Object location annotation data
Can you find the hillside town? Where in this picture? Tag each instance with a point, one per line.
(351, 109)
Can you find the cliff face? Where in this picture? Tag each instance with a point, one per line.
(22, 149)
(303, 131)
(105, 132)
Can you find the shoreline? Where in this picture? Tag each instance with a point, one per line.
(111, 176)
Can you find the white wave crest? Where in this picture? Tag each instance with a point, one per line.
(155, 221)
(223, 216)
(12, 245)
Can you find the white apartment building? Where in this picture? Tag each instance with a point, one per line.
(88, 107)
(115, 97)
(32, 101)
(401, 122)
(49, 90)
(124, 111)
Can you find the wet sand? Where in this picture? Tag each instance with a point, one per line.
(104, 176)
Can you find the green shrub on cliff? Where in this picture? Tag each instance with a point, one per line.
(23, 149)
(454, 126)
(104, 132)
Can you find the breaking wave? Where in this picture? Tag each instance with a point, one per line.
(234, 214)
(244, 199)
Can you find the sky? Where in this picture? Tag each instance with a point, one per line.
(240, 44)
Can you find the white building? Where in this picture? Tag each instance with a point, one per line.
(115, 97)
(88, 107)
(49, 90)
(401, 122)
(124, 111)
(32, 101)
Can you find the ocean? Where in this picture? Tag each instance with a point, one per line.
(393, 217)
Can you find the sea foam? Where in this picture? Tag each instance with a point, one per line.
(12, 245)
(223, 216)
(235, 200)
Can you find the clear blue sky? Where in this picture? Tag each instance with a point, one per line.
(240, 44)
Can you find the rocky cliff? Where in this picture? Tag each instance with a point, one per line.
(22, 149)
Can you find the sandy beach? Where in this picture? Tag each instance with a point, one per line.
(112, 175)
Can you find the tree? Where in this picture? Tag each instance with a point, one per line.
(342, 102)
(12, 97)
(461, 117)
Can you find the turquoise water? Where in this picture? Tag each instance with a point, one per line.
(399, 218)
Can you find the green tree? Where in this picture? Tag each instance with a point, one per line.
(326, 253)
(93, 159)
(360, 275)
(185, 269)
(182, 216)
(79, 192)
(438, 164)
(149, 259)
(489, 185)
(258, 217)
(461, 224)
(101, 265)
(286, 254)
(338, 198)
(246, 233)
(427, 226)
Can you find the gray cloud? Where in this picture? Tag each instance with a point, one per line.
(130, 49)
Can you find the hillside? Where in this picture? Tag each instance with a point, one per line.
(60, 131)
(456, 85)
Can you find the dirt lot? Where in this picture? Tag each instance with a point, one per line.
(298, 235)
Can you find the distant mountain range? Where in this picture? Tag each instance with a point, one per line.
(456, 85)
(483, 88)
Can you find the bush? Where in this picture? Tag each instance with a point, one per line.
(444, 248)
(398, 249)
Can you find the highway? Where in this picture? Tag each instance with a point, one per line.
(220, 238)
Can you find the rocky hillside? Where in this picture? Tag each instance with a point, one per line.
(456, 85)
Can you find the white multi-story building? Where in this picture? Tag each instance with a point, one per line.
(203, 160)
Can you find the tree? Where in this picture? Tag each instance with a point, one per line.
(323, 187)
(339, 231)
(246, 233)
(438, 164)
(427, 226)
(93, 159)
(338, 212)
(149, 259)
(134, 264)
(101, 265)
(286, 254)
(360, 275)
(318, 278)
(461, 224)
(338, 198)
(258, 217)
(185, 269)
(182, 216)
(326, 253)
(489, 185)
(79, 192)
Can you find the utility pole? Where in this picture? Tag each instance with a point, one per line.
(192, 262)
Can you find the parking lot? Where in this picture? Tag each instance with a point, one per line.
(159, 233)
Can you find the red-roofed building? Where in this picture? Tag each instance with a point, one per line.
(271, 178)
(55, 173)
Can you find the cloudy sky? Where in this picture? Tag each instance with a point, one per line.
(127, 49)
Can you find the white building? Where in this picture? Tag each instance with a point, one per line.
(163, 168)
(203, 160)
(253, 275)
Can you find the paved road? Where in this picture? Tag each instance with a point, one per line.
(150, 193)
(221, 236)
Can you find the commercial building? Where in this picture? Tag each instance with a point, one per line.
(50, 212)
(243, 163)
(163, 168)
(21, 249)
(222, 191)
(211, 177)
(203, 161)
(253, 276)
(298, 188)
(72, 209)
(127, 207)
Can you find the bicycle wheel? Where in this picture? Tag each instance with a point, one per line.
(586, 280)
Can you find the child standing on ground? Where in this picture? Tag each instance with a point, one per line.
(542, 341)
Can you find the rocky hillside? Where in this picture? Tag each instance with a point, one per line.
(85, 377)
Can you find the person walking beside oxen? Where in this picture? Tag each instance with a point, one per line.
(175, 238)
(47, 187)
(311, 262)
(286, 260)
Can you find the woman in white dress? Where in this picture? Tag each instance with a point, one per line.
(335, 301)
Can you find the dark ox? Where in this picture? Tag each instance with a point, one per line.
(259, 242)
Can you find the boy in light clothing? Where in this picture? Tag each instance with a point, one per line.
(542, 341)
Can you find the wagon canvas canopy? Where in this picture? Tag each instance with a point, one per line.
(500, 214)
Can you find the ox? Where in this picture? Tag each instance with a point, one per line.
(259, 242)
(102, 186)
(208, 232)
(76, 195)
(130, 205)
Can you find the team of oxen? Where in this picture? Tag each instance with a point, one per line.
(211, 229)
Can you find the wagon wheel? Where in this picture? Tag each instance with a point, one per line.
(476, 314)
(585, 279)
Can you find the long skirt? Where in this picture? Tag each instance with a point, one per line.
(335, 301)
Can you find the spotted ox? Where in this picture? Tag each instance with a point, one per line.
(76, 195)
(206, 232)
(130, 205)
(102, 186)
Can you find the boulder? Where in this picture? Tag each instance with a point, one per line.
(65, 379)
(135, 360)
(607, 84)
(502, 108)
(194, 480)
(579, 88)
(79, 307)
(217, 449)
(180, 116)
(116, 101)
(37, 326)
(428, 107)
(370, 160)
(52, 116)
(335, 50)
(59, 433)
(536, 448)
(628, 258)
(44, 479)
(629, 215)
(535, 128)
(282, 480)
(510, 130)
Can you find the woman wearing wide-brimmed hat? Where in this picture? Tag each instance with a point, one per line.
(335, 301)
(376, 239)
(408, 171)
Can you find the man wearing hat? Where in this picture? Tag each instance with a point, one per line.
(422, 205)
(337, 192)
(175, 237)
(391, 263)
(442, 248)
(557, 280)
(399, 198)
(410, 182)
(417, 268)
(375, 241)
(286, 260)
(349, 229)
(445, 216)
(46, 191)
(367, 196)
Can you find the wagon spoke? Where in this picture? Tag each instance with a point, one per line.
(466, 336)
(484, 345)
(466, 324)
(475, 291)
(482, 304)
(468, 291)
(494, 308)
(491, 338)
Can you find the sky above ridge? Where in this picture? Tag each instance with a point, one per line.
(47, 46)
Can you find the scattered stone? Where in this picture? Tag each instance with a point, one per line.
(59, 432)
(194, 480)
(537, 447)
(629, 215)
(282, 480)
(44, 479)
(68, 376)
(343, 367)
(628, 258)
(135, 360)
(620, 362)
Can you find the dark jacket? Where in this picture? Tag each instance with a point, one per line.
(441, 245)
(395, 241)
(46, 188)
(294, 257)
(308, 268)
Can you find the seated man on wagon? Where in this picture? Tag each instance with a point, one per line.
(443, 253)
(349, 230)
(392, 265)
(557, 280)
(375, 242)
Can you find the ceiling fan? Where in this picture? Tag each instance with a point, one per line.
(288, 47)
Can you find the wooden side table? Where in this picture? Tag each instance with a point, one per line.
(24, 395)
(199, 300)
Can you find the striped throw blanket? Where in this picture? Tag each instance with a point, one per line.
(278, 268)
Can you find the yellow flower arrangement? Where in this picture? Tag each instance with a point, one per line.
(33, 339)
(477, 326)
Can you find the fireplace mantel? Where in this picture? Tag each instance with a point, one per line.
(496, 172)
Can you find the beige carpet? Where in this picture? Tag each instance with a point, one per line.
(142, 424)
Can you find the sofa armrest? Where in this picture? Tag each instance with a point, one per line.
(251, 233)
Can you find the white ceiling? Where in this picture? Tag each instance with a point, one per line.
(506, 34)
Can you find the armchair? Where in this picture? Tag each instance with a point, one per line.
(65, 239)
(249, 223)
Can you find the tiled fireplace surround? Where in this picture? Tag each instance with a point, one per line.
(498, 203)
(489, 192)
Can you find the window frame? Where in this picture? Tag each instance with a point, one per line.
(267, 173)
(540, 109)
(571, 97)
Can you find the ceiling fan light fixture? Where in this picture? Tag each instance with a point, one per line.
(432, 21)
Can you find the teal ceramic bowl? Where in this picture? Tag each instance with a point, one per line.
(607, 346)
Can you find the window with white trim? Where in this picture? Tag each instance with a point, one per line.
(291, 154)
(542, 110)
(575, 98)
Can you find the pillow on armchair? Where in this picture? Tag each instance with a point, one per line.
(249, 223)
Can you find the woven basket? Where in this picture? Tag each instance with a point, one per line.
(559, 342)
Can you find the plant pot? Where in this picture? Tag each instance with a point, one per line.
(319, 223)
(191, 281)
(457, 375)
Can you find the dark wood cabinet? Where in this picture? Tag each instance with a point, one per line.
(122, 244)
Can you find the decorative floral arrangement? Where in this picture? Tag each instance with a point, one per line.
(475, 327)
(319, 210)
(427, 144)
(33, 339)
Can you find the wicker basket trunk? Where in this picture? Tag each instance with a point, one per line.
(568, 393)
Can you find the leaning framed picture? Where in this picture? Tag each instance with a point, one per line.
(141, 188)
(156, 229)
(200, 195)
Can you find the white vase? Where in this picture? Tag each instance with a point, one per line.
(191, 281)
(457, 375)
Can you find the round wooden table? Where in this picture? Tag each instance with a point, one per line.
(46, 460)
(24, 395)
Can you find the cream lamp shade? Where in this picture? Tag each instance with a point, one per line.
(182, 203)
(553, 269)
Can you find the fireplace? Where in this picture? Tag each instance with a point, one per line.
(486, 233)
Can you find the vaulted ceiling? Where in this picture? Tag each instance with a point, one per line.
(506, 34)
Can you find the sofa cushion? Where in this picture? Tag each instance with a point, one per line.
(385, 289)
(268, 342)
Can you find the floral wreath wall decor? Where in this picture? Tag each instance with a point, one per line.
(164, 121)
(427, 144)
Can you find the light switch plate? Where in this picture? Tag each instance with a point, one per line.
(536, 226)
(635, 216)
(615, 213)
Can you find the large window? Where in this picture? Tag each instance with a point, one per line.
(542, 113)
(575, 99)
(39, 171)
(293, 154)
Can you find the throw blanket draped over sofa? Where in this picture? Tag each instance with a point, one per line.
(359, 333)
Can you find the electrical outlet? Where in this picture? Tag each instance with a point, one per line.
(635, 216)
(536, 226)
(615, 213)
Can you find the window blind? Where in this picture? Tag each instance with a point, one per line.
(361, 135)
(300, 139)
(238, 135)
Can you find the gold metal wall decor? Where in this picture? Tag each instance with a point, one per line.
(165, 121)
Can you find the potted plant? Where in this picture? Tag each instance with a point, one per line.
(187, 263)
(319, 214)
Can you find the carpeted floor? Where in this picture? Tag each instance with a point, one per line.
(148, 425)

> _TASK REQUIREMENTS_: Locate the line that contains "Can you find the large". Repeat it and every line after it, up to and including the final line, exactly.

> _SOLUTION FOR THIS TASK_:
Can you find the large window? Where in this picture? Tag each instance with a point, one per line.
(542, 113)
(575, 99)
(39, 171)
(293, 154)
Can you find the throw blanket draped over sofa? Where in this picture? Tag each instance with a point, one per line.
(359, 333)
Can you find the electrical outlet? Where in this picture? Tag each instance with a point, one per line.
(635, 216)
(536, 226)
(615, 213)
Can you find the window blind? Where in this picture? Tag each instance with a point, one per line.
(361, 135)
(300, 139)
(238, 135)
Can you find the gold metal wall decor? Where in this picture? Tag each instance with a point, one per line.
(165, 121)
Can you find the potted plant? Where in this picture? Tag each instance with a point, one per line.
(187, 263)
(319, 214)
Can you find the carpeted floor? Where in this picture? Tag each instance with a point, one per line.
(148, 425)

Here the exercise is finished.